Echt jetzt? Eine wunderbare Ausstellung im Museum Kurhaus Kleve zeigt nicht nur Originale – und gibt dem Besucher eine Säge an die Hand

Wer hat sich nicht schon mal Kirschen an die Ohren gehängt?

Eine wunderbare Ausstellung im Museum Kurhaus Kleve erschließt den Besuchern ab Sonntag die Welt des mittelalterlichen Malers Jan Baegert – und geht zugleich, was die Präsentation der Werke angeht, ganz neue und durchaus ungewöhnliche Wege.

Wenn der erste Beitrag eines Museumskatalogs die Überschrift „Zerlegt, zersägt, zerstreut“ trägt, könnte der Leser womöglich auf die Idee kommen, einem Kapitalverbrechen auf der Spur zu sein. Doch das Verbrechen, dass Valentina Vlasic, Kuratorin der neuen Ausstellung im Museum Kurhaus Kleve (MKK), beschreibt, betrifft die Kunstwerke des Malers Jan Baegert (um 1465 – nach 1535), die ursprünglich monumental ausgefallen waren, dann aber aus profanen Motiven zersägt worden sind. Vermutlich ließen sich die kleineren Einzeldarstellungen besser verkaufen, genau weiß man das nicht. Sicher ist aber, dass aus den so filetierten monumentalen Szenen der christlichen Überlieferung einzelne Bilder wurden, in die dann schon mal eine einzelne Hüfte oder ein Balken des Kruzifixes hineinragten, die oder der dann übermalt werden mussten.

Die Aufteilung in viele kleine Gemälde führte logischerweise auch dazu, dass im Laufe der Jahrhunderte Werke verloren gingen, sodass die Macher der jetzigen Ausstellung – Museumschef Harald Kunde sprach von einer Teamleistung unter Leitung von Vlasic – im Grunde vor einem gigantischen Puzzlespiel standen, bei dem zum Verdruss der Teilnehmer auch noch die meisten Teile fehlten.

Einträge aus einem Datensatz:

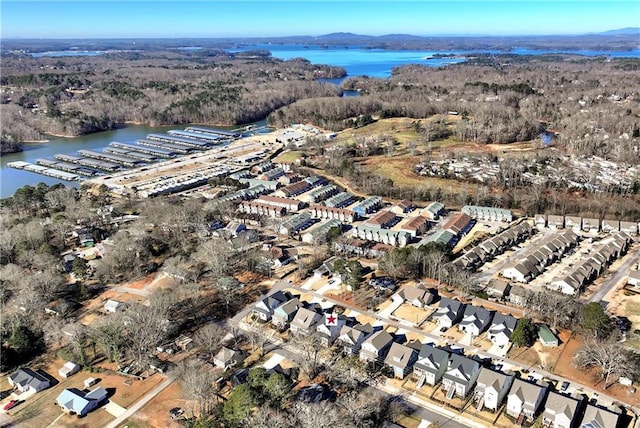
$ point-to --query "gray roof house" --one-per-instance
(264, 308)
(26, 379)
(460, 376)
(305, 321)
(524, 400)
(329, 333)
(491, 389)
(417, 297)
(449, 312)
(351, 338)
(597, 417)
(475, 320)
(431, 364)
(501, 328)
(226, 358)
(560, 411)
(74, 401)
(401, 359)
(375, 347)
(284, 313)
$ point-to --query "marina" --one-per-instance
(154, 148)
(122, 160)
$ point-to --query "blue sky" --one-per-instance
(100, 19)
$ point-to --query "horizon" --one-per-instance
(278, 19)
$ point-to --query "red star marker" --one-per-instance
(330, 320)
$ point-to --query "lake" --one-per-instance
(360, 61)
(356, 60)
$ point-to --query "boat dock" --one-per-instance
(122, 160)
(180, 141)
(91, 163)
(39, 169)
(69, 167)
(158, 152)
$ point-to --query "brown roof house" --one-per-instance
(401, 359)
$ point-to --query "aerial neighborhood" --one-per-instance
(450, 246)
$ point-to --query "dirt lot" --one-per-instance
(156, 413)
(412, 314)
(40, 410)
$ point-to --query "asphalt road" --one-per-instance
(616, 277)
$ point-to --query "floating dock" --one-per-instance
(154, 151)
(49, 172)
(214, 139)
(163, 145)
(144, 157)
(123, 160)
(91, 163)
(213, 131)
(69, 167)
(187, 142)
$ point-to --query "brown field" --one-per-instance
(411, 313)
(40, 410)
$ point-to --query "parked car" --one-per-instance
(176, 412)
(11, 404)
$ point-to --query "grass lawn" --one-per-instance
(288, 157)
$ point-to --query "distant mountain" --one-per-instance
(622, 32)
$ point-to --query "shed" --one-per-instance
(69, 368)
(546, 336)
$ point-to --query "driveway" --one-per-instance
(114, 409)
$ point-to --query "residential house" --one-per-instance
(524, 400)
(77, 402)
(574, 223)
(264, 308)
(488, 213)
(351, 338)
(518, 295)
(26, 379)
(591, 225)
(305, 321)
(329, 333)
(112, 306)
(458, 224)
(560, 411)
(609, 226)
(296, 224)
(501, 328)
(319, 233)
(597, 417)
(383, 219)
(403, 207)
(555, 222)
(540, 221)
(546, 336)
(401, 359)
(629, 227)
(418, 297)
(498, 289)
(376, 346)
(475, 320)
(226, 358)
(634, 278)
(433, 211)
(68, 369)
(415, 226)
(449, 312)
(431, 365)
(491, 388)
(460, 376)
(368, 206)
(284, 313)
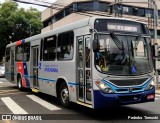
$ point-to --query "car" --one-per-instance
(2, 70)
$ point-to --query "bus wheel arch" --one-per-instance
(63, 92)
(19, 81)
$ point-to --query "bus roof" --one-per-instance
(72, 26)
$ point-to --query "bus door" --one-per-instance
(12, 66)
(34, 68)
(84, 69)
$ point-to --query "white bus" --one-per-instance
(95, 62)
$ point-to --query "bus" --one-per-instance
(95, 62)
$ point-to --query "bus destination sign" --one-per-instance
(122, 27)
(111, 25)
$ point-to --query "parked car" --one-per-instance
(2, 70)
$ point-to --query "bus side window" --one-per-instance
(19, 53)
(65, 46)
(7, 58)
(49, 49)
(26, 51)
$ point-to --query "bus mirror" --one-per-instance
(95, 45)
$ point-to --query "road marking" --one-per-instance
(15, 108)
(43, 103)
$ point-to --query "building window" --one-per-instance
(86, 6)
(65, 46)
(7, 54)
(19, 53)
(149, 13)
(135, 11)
(103, 7)
(26, 51)
(141, 12)
(59, 16)
(49, 49)
(127, 10)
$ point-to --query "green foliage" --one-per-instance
(17, 23)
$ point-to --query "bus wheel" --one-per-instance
(64, 95)
(19, 83)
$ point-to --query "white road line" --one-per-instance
(43, 103)
(15, 108)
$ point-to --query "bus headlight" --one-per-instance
(103, 87)
(150, 85)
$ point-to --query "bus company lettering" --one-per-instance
(122, 28)
(51, 68)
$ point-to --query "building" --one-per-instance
(64, 12)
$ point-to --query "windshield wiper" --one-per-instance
(119, 43)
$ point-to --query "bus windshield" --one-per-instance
(123, 54)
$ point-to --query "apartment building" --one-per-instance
(63, 12)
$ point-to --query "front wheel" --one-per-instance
(64, 95)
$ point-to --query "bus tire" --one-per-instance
(19, 83)
(64, 95)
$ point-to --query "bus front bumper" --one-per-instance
(106, 100)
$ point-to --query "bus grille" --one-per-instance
(130, 98)
(130, 82)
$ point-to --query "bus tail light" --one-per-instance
(103, 87)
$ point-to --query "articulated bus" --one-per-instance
(95, 62)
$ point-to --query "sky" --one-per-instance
(26, 6)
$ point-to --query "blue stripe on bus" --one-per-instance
(52, 80)
(115, 88)
(47, 79)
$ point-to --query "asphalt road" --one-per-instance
(13, 101)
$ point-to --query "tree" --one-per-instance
(17, 23)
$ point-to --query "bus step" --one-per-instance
(35, 90)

### Aufgabe 1
Beantworten Sie anhand des Artikels über die Baegert-Ausstellung folgende Fragen:
(a) Welche Lebensdaten werden für den Maler Jan Baegert angegeben?
(b) Welche Überschrift trägt der erste Beitrag des Museumskatalogs?
(c) Wer ist Chef des Museums Kurhaus Kleve?
### Aufgabe 2
Führen Sie den Artikel über die Baegert-Ausstellung im Museum Kurhaus Kleve weiter.
Die Datensätze sind hierfür ohne Belang.

### Lösung 1
(a) Um 1465 bis nach 1535.
(b) „Zerlegt, zersägt, zerstreut“.
(c) Harald Kunde.

### Lösung 2
Teufel mit beträchtlicher Oberweite

Was zusammengetragen wurde, verdient dennoch alle Achtung, insbesondere, wenn der Betrachter seinen Blick abwendet von den allseits bekannten Szenen des Leidensweges von Christus und stattdessen auf die vielen interessanten Details achtet – es finden sich Darstellungen von Kindern, die mit Kirschen spielen und sich die Früchte in die Ohren hängen, es sind masturbierende Äffchen zu entdecken und natürlich darf auch ein Teufel mit üppigen weiblichen Brüsten, die mit viel Freude am Detail dargestellt worden sind, nicht fehlen.

Affig

Insgesamt werden auf zwei Etagen 48 Exponate gezeigt, darunter befinden sich zehn Tafeln aus den eigenen Beständen des Museums, weitere etwa 20 Leihgaben aus anderen Museen und – an dieser Stelle betritt das Klever Museum Neuland – digitale Repliken anderer Werke.

Gezinkt? (Beim rechten Würfel sind die 2 und die 5 nicht gegenüber angeordnet.)

Die fraglichen Werke als Original zur Schau zu stellen, dafür fehlen dem MKK sowohl die finanziellen Mittel wie auch die technischen Kapazitäten. Das Museum hat keine Klimaanlage; böse gesagt, ist man ja schon froh, wenn das Dach dicht ist (was es im Hauptausstellungssaal immer noch nicht ist). In den Räumen, in denen die Originale zu sehen sind, herrscht ein fast schon meditatives Dämmerlicht, um die farbigen Werke vor der zersetzenden Wirkung ultravioletter Strahlen zu schützen.

Da freut man sich fast, in den nicht abgedunkelten Räumen auf die mit einer bemerkenswerten Qualität gefertigten Repliken zu stoßen. Die in aller Welt verstreuten Bilder wurden mit hohem Aufwand abfotografiert und digital gedruckt. Verantwortlich dafür war eine Spezialfirma aus Köln – die Fröbus GmbH –, die ganze Arbeit geleistet hat. Würde nicht ausdrücklich darauf hingewiesen, dass es sich um digitale Kopien handelt, würden vermutlich die meisten Museumsbesucher diesen Umstand gar nicht bemerken.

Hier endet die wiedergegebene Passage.